Dataset items:
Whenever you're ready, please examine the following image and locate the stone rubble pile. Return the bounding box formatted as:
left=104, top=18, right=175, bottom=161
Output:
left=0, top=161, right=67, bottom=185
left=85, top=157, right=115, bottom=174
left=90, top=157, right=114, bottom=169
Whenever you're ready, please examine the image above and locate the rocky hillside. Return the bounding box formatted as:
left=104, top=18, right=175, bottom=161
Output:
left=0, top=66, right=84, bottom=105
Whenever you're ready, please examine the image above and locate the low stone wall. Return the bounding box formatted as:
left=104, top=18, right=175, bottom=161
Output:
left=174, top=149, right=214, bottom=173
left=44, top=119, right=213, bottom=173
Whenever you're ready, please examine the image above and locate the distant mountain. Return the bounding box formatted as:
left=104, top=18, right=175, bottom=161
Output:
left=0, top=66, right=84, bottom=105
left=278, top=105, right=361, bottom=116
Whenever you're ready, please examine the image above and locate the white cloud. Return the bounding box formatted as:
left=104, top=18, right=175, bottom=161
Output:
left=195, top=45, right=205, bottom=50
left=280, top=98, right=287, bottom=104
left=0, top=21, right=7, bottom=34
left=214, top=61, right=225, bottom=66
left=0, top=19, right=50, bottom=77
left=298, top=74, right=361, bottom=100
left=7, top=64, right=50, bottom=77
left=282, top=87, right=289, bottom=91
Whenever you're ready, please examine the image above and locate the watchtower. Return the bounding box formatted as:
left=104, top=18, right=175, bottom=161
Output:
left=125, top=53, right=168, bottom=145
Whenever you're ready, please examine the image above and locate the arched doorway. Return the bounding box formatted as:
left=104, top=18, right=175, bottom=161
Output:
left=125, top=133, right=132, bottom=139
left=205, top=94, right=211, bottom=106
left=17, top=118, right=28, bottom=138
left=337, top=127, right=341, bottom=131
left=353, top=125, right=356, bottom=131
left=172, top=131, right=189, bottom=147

==

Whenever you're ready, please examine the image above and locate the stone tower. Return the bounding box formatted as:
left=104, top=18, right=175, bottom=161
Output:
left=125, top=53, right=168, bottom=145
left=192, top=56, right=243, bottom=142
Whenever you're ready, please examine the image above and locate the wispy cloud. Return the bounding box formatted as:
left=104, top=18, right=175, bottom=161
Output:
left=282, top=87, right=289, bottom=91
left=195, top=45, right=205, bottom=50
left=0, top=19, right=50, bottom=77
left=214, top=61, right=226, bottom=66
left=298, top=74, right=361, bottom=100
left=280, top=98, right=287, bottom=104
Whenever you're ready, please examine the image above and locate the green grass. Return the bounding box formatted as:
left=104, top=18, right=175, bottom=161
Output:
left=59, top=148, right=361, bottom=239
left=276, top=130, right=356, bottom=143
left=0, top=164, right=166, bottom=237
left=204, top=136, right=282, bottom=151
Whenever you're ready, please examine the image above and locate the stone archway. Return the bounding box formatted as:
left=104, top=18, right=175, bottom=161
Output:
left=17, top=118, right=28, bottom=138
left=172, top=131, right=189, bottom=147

* * *

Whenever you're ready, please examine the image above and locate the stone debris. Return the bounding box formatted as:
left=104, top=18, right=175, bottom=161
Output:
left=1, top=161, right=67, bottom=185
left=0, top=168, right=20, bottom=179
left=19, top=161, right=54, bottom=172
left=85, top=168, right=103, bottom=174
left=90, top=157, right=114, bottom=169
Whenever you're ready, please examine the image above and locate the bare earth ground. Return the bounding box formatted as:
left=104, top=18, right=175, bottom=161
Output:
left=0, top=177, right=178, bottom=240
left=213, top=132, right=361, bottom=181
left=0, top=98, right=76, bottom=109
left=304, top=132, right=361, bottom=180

# Problem details
Every line of the records in which the string "cloud" is found should be counted, and only the count returned.

# Task solution
2